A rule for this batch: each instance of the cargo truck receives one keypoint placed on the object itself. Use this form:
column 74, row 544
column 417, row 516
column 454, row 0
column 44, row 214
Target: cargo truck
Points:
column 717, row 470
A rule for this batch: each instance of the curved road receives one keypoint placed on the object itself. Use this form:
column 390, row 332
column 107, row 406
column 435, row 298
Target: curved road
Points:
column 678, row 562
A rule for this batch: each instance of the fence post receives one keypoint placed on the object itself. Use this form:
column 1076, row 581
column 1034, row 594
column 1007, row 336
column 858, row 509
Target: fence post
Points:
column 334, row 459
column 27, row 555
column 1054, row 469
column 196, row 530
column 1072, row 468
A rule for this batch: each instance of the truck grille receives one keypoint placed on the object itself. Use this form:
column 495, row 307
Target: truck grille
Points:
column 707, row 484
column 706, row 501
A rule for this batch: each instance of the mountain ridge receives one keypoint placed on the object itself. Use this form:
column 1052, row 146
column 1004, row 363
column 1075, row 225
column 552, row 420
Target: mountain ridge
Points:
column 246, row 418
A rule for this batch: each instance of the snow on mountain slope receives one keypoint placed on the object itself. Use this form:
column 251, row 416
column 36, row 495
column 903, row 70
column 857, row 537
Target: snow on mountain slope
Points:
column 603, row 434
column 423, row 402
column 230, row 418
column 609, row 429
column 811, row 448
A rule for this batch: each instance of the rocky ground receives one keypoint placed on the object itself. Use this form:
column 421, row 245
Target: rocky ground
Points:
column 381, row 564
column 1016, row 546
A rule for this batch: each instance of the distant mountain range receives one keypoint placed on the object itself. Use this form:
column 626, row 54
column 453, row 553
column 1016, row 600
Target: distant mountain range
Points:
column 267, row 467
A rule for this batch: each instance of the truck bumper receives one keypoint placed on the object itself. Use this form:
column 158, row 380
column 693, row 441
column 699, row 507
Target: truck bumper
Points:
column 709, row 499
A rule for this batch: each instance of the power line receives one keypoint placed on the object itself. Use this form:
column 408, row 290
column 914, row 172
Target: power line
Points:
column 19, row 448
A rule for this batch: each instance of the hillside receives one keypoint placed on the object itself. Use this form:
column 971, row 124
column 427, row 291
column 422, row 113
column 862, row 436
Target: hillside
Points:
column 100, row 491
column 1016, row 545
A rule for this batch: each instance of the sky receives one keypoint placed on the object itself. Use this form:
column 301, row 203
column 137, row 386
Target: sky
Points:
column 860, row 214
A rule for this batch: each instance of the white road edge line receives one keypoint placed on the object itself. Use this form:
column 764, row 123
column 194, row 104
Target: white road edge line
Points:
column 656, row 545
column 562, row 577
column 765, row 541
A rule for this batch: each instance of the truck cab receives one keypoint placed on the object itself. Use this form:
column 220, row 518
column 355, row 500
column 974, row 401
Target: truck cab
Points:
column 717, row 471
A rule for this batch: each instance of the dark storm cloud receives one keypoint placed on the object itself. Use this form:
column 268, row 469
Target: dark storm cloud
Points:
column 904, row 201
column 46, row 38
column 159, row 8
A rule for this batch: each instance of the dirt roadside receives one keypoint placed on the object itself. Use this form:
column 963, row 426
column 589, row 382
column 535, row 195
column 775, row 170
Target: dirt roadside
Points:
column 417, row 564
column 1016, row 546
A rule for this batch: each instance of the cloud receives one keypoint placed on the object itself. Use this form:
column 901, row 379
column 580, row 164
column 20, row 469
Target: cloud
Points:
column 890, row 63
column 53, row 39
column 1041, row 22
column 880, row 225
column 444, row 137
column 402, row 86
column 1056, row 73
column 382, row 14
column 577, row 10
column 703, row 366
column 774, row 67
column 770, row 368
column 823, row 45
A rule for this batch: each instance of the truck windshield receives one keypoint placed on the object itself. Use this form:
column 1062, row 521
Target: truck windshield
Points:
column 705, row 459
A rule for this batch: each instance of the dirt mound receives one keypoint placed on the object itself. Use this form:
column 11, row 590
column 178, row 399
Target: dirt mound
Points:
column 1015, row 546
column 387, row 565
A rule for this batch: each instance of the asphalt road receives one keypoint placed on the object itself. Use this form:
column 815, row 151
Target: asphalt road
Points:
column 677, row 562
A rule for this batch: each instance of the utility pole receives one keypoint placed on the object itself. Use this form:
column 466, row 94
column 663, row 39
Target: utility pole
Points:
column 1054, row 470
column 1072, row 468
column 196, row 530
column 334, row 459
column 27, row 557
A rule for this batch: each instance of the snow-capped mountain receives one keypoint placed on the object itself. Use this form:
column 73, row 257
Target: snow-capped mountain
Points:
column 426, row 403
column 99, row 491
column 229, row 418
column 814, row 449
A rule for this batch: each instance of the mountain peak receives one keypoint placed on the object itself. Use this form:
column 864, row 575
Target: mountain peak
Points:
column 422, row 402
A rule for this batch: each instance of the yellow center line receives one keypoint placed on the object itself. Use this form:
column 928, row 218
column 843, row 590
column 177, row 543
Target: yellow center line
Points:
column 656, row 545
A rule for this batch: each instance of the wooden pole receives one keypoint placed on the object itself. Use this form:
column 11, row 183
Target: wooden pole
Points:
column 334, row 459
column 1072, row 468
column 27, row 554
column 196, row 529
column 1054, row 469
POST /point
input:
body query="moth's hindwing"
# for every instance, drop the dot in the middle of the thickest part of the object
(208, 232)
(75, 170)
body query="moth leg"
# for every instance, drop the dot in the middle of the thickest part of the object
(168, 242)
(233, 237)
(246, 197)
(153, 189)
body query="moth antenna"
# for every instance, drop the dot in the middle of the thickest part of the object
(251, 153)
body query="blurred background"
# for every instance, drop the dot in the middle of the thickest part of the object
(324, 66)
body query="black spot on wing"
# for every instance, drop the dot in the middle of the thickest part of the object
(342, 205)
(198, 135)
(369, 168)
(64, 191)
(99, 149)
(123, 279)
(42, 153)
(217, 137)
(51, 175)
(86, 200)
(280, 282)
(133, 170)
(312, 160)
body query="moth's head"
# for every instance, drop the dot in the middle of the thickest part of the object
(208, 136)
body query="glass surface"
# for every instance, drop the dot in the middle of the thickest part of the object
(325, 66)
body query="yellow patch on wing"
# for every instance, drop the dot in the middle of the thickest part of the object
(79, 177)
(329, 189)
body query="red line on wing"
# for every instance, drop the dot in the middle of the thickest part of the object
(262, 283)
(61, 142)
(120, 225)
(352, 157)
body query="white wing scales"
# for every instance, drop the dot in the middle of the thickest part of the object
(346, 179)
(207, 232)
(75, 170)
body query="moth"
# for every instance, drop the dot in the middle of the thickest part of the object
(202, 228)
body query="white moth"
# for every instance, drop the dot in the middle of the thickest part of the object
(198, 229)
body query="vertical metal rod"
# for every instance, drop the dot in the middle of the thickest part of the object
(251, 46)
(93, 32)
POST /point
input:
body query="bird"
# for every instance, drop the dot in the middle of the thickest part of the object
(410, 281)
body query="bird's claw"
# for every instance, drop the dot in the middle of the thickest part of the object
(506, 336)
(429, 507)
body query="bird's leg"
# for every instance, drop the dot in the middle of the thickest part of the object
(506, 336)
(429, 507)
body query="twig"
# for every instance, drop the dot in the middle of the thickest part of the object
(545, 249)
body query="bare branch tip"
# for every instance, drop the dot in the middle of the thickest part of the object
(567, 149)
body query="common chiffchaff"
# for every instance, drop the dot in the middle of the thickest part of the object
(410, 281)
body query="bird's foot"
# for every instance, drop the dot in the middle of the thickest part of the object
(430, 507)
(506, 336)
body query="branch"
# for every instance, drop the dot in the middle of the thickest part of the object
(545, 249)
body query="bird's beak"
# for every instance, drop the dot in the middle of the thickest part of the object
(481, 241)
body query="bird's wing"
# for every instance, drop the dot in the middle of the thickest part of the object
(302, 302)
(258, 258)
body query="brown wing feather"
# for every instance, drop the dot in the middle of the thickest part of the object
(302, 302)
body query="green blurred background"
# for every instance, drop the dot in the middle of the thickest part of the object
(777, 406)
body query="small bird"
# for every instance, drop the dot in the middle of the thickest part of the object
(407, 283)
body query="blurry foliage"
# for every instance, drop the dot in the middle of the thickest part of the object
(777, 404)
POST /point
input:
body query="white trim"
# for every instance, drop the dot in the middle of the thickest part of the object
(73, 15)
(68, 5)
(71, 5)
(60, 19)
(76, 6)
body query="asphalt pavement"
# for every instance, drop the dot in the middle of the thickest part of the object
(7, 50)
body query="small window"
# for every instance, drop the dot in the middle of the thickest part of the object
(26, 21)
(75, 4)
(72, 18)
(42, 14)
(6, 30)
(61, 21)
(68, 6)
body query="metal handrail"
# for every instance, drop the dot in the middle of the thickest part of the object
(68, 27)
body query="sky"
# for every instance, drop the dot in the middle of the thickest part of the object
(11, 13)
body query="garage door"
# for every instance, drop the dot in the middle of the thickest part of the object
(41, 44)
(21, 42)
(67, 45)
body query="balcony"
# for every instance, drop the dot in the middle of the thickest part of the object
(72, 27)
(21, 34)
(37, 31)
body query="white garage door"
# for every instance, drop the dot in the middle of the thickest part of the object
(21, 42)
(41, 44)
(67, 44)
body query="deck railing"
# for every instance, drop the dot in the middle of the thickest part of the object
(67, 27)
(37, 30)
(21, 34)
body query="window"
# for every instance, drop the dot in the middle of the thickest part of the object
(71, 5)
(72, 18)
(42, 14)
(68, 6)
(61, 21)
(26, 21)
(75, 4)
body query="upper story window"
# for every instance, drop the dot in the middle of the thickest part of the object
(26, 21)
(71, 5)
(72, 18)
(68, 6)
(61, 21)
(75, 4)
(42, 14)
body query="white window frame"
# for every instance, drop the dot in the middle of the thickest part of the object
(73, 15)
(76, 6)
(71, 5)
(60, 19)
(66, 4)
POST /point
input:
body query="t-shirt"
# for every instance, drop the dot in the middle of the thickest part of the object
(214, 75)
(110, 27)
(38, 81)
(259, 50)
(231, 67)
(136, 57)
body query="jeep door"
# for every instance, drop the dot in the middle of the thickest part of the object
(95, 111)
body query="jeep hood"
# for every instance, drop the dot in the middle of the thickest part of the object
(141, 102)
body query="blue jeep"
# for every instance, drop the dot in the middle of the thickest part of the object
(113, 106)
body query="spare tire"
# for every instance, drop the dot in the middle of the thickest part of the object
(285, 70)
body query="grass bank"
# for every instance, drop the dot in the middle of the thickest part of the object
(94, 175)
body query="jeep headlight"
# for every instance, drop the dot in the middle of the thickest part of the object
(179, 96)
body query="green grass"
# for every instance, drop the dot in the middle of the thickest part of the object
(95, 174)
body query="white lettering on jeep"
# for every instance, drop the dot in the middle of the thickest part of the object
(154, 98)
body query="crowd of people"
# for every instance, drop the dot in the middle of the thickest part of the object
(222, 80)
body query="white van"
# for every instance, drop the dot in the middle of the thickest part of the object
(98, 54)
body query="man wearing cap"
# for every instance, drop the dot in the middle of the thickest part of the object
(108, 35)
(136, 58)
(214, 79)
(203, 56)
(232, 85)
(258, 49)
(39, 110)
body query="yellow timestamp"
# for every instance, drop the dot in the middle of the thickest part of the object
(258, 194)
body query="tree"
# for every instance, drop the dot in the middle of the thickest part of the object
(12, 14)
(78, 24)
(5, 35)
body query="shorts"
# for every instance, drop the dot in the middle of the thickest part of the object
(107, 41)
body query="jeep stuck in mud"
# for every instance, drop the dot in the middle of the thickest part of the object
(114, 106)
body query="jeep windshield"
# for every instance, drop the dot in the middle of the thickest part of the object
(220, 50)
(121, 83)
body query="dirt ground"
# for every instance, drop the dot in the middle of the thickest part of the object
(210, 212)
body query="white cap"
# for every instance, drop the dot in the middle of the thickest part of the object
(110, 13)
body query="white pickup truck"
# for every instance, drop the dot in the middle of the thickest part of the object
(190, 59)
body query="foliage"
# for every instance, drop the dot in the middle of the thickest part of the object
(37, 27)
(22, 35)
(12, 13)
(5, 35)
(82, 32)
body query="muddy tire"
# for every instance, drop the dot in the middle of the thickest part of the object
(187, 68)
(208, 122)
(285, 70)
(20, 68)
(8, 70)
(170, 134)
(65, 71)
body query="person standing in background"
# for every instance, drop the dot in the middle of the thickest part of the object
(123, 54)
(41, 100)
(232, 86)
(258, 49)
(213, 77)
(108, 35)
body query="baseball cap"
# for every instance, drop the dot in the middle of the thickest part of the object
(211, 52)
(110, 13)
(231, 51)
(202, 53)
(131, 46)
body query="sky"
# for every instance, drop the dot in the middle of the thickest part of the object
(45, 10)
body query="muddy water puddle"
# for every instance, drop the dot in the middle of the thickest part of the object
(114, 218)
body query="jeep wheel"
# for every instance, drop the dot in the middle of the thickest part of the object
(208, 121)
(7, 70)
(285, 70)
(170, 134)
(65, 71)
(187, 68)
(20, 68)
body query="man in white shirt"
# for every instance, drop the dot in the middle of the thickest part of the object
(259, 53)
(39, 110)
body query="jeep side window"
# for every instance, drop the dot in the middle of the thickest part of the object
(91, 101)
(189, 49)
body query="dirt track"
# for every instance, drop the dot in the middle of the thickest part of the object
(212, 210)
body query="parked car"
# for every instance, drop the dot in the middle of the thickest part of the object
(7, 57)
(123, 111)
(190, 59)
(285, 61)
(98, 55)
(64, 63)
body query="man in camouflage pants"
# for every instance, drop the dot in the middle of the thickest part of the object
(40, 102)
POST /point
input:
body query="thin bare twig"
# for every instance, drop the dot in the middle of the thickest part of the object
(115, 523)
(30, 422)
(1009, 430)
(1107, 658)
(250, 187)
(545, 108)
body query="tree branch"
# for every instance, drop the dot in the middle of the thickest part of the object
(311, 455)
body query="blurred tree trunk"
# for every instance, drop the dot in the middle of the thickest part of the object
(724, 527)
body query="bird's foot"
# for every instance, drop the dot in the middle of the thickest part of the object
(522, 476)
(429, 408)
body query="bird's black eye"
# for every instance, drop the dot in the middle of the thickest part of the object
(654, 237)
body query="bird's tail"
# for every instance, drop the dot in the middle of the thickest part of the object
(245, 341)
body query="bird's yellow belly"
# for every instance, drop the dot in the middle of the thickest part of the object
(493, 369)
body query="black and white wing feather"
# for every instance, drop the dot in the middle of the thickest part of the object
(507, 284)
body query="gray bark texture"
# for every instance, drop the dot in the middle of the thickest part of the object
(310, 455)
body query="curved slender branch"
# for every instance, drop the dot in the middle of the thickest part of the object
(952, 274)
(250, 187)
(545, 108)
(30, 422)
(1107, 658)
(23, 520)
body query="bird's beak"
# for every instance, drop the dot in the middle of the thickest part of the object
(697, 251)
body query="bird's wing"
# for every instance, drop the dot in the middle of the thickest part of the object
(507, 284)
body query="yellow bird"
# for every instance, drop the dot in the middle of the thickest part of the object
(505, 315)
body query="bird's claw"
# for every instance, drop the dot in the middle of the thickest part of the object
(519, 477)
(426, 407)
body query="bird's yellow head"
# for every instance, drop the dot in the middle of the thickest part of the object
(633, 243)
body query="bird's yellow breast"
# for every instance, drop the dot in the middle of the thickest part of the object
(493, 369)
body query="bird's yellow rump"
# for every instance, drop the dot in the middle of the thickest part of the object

• Requirements: Rewrite the listing from its first line through the line containing "column 717, row 470", inclusive, with every "cargo truck" changed to "delivery van" and nothing else altered.

• Reply:
A rule for this batch: each instance of the delivery van receives one keypoint placed on the object itself. Use this form:
column 74, row 544
column 417, row 516
column 454, row 0
column 44, row 214
Target: delivery van
Points:
column 717, row 470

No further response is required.